> **What to work on**
Since only part of the records is wanted, repeat exactly the lines from the one containing "Find every instance of the dog's paw" through the last line, both included.

[Start of Attachment]

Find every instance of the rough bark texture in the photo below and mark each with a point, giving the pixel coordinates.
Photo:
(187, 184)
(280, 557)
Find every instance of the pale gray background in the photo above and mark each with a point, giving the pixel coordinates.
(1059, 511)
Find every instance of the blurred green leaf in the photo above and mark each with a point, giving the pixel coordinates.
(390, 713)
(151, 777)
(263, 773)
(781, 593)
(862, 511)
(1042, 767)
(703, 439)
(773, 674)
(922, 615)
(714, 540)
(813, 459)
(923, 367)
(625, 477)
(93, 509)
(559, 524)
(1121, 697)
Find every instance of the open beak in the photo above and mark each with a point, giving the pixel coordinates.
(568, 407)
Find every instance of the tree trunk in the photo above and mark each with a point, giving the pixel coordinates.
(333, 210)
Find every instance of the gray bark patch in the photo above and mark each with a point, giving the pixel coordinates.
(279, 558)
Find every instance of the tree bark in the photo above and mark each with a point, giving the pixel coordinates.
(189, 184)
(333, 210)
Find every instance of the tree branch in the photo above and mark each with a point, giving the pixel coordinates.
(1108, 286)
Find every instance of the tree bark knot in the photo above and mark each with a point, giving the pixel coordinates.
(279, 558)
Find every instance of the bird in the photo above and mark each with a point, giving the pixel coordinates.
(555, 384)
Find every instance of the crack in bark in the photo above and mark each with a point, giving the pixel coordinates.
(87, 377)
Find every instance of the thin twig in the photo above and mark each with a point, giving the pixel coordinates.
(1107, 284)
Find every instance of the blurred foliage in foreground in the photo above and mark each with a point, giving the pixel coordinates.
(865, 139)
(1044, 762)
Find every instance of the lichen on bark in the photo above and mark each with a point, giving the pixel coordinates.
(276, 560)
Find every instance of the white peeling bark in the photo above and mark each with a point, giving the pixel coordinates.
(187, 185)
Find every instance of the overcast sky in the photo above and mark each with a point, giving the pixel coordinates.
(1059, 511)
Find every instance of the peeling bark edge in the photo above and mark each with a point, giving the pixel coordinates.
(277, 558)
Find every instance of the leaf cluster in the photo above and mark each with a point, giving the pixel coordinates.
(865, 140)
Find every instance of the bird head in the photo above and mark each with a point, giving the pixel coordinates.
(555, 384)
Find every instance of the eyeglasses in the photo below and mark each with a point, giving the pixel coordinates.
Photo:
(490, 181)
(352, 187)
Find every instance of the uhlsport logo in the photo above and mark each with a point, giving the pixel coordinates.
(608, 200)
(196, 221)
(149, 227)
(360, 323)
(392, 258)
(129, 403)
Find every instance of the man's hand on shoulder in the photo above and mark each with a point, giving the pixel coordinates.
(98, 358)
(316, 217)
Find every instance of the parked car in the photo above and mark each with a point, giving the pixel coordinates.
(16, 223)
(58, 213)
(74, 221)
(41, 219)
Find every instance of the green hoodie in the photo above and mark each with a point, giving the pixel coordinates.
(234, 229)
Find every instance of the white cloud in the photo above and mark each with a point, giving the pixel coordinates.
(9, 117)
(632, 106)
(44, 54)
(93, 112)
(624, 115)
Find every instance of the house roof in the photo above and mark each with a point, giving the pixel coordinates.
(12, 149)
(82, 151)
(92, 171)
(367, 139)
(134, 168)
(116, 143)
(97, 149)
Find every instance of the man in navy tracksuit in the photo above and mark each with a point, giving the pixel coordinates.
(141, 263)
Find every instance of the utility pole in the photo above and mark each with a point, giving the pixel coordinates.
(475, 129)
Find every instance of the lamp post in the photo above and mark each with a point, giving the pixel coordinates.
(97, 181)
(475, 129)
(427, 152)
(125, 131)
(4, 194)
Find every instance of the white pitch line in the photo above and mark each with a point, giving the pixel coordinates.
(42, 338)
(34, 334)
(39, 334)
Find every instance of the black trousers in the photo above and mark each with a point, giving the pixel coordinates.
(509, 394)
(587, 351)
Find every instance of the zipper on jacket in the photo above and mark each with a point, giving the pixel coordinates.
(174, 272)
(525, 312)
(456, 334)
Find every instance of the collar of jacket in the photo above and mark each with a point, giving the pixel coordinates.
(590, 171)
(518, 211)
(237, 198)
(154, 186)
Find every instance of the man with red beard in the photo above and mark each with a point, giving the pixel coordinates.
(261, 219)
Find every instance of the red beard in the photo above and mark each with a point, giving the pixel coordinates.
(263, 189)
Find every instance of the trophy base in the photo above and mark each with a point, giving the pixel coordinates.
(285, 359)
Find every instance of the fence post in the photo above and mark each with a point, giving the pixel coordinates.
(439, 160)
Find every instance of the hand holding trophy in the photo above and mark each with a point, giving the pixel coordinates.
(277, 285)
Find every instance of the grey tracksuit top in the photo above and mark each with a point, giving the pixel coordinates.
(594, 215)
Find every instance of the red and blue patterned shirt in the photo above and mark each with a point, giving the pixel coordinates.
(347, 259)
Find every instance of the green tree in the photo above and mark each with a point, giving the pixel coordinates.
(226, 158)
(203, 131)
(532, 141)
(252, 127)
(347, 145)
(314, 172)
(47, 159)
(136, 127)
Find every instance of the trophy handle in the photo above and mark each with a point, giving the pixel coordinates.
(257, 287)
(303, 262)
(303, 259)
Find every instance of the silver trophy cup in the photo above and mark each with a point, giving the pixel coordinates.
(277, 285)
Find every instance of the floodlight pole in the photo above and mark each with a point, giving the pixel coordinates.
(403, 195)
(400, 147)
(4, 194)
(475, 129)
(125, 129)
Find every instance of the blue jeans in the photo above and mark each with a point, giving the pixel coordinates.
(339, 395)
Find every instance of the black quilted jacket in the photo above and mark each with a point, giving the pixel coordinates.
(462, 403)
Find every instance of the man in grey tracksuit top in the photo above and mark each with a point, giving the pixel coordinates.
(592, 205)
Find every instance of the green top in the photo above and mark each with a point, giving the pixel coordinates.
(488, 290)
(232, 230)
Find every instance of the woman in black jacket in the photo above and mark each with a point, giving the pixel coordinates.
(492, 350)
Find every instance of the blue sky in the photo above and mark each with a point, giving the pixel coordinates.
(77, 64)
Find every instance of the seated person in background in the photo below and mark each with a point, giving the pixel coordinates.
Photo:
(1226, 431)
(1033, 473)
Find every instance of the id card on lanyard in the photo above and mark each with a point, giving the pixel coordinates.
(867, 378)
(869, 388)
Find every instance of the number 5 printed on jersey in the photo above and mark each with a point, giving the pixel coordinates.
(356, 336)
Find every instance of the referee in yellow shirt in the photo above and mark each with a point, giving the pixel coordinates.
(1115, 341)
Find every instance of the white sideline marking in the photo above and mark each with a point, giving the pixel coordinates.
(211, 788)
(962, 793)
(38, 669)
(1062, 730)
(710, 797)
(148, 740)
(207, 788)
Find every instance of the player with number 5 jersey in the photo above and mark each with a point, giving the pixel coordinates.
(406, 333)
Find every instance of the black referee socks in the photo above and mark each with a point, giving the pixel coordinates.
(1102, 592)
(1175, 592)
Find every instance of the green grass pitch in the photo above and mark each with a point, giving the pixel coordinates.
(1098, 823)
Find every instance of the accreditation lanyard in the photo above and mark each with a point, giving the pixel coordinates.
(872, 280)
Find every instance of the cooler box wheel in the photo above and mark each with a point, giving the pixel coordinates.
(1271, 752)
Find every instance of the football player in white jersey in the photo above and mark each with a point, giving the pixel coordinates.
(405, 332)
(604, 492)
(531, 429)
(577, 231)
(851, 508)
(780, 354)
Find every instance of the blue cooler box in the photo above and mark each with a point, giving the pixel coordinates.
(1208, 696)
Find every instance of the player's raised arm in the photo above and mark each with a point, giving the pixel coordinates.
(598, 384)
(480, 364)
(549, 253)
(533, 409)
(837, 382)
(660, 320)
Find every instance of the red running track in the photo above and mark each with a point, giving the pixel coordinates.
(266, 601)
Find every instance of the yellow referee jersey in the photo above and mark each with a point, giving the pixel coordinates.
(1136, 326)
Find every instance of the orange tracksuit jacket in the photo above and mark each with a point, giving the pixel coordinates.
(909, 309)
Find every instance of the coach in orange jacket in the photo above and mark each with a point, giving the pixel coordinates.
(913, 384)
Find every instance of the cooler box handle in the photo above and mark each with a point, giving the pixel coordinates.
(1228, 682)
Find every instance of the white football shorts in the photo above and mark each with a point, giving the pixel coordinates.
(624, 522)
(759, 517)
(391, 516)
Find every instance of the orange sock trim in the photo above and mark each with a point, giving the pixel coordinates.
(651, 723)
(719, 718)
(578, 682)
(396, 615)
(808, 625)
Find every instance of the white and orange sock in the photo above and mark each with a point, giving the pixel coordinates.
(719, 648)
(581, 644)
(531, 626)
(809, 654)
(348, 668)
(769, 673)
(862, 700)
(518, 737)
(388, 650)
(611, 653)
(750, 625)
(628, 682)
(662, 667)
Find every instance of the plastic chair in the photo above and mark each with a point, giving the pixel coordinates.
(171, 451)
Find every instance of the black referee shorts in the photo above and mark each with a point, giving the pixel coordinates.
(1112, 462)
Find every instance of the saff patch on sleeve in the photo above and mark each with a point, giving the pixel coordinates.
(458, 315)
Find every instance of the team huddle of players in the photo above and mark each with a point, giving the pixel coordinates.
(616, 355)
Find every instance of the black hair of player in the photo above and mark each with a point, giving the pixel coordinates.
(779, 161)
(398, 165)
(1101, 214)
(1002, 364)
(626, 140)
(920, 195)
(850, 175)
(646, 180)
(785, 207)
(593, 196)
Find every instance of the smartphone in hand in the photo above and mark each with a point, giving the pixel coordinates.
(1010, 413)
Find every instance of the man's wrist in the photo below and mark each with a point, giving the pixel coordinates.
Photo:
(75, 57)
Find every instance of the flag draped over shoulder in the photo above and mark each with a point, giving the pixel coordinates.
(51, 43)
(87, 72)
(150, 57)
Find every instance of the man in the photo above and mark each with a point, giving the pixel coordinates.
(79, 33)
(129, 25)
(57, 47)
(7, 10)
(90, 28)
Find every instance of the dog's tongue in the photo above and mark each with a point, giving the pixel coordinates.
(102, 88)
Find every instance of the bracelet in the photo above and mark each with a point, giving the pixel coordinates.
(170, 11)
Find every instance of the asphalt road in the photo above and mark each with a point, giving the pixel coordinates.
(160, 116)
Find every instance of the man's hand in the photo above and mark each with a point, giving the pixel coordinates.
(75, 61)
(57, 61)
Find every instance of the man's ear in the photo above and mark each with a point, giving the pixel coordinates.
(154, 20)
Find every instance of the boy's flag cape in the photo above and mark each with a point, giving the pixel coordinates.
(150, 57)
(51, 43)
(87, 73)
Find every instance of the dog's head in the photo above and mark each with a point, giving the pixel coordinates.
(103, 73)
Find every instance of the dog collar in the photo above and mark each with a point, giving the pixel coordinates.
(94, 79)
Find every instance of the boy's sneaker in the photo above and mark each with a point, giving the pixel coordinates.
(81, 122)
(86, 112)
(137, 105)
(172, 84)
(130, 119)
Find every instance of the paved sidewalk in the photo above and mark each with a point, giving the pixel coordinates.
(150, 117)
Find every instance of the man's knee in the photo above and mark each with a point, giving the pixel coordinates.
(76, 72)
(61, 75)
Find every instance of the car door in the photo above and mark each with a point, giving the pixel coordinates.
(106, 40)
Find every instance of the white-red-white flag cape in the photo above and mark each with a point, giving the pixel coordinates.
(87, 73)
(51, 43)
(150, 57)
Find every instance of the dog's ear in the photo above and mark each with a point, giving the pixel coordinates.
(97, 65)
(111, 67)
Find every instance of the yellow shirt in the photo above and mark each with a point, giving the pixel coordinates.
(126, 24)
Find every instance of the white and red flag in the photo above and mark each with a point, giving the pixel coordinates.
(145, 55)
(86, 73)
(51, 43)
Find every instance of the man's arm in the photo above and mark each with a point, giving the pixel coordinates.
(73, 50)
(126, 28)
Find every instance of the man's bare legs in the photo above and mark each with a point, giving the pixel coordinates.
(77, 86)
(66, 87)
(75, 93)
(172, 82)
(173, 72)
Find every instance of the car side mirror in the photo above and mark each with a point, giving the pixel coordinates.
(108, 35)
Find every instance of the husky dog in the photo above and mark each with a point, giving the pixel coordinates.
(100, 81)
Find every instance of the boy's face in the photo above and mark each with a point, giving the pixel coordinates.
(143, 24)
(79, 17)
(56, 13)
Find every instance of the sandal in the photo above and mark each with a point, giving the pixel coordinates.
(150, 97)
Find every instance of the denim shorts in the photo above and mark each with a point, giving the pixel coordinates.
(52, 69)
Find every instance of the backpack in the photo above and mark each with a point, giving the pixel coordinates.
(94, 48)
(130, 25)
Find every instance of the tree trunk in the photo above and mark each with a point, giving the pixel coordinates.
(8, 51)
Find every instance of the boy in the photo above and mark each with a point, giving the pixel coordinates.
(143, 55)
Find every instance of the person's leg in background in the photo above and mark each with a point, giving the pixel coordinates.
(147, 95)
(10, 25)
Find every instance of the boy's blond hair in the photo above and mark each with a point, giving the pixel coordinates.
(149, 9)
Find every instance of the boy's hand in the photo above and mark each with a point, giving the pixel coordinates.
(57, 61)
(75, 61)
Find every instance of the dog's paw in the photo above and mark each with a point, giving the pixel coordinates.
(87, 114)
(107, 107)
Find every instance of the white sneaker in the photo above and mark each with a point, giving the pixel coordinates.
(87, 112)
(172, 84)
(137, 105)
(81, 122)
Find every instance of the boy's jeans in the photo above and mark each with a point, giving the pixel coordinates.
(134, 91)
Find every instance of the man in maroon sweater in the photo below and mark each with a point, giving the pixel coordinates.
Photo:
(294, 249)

[End of Attachment]

> **Exercise answer**
Find every instance of the dog's paw in the photo above and mark each with a point, giving the pixel coordinates.
(87, 114)
(107, 107)
Find every instance of the white sneaker in the photo above and mark each with a point, giving the pixel coordinates.
(87, 112)
(172, 84)
(137, 105)
(81, 122)
Find every instance of the boy's jeans in the photo above and mark each with a point, giving the pixel coordinates.
(134, 91)
Find every instance of the man in maroon sweater in the photo below and mark each with a point, giving the pixel coordinates.
Photo:
(294, 249)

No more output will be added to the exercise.